Top of EXCERPTED PASSAGE

Horrible Title But A Great Read
There is a long standing tradition joining Detective stories with the supernatural or involving a science fiction twist. Clive Barker, Phillip K. Dick and Arthur Conan Doyle have dipped their literary toes into this particular pool with fantastic results. Brian Hopkins has added another quality, fast paced volume to the sub-genre with The Licking Valley Coon Hunter's Club.

The hero, Martin Zolotow, joins his predecessors with a few interesting twists of his own. He suffers from a unique malady that can cause bouts of memory loss. It's not the focal point of the story, as is Leonard's little memory quirk in Momento, but it does provide an interesting trait to the character. This little complication explains how his mind is able to make some bizarre connections between pieces of evidence and gives him an excuse to pepper in bits of obscure literary references, poetry and Shakespeare. (Zolotowmemorized bits of prose to train his recollection as a child).

Unfortunately, this same interesting quirk also serves the authors inclusion of several distracting flashbacks of the hero in therapy with the one woman that he seems unattracted to. While these vignettes from his recent past are interesting and do add quite a lot to Zolotow's depth of character, the structure removes the reader from the action and breaks the pace of the story. I wouldn't want to see them removed so much as condensed and possibly included as a prologue or serving as the opening chapter. This however, is the one minor misstep in an otherwise cracking good novel.

The pace is incredibly fast and the action virtually nonstop. The villains are properly menacing and sinister with loads of interesting little eccentricities of their own. Not only that, but there were plenty of them. Every character, save our hero, a misplaced grad-student and a group of kidnapped prostitutes, wears a figurative black hat. Zolotow was really up against the wall in this one.

Licking Valley is a nice, quick read that will leave you wanting more. Hopefully the subtitle- "A Martin Zolotow Mystery" is indicative of the fact that there will be more adventures of my favorite, brain damaged detective forthcoming.

Move Over McGee, Zolo's Aiming at Those Windmills Now!
This first novel for Brian A. Hopkins features one Martin Zolotow, a rough hewn, ex-cop with a soft spot for well-turned ankles and a hard fist for nasty, bad guys. He's puppy-dog lovable and wild-animal rugged all in the same breath.

The story opens with Zolotow ("Zolo" to his friends and the ladies) painfully parting with his current lover, a young hooker he's taken off the streets, loved, and is putting on a plane that will send her back to an innocent life with her family. What he finds out immediately after her departure is that some rather creepy bad-guys are waiting to abscond him and whisk him away to... Oklahoma City!

Once in the Sooner state, Zolo's taken to a secluded stronghold somewhere in the OK panhandle, but not before he's recruited to rescue the daughter of a major crime figure. His incentive (besides just staying alive) is the young woman he had just put on the plane. He fails; she dies.

Bottom of EXCERPTED PASSAGE

» **TASK TO COMPLETE**
Copy the book reviews word for word from "The pace is" to "damaged detective forthcoming.". The items that follow are separate material and have no connection to the book reviews.

Top of DATA SUPPLIED

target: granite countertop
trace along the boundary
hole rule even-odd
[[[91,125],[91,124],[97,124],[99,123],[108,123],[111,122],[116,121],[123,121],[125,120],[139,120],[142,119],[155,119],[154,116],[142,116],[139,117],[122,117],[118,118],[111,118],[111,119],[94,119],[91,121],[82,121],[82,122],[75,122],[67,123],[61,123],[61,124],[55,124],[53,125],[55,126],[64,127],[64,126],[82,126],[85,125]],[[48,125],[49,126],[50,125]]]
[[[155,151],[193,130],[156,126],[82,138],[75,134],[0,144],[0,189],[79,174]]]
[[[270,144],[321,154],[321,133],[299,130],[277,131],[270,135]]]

Bottom of DATA SUPPLIED

» **ANSWER TO THE EXERCISE**
The pace is incredibly fast and the action virtually nonstop. The villains are properly menacing and sinister with loads of interesting little eccentricities of their own. Not only that, but there were plenty of them. Every character, save our hero, a misplaced grad-student and a group of kidnapped prostitutes, wears a figurative black hat. Zolotow was really up against the wall in this one.

Licking Valley is a nice, quick read that will leave you wanting more. Hopefully the subtitle- "A Martin Zolotow Mystery" is indicative of the fact that there will be more adventures of my favorite, brain damaged detective forthcoming.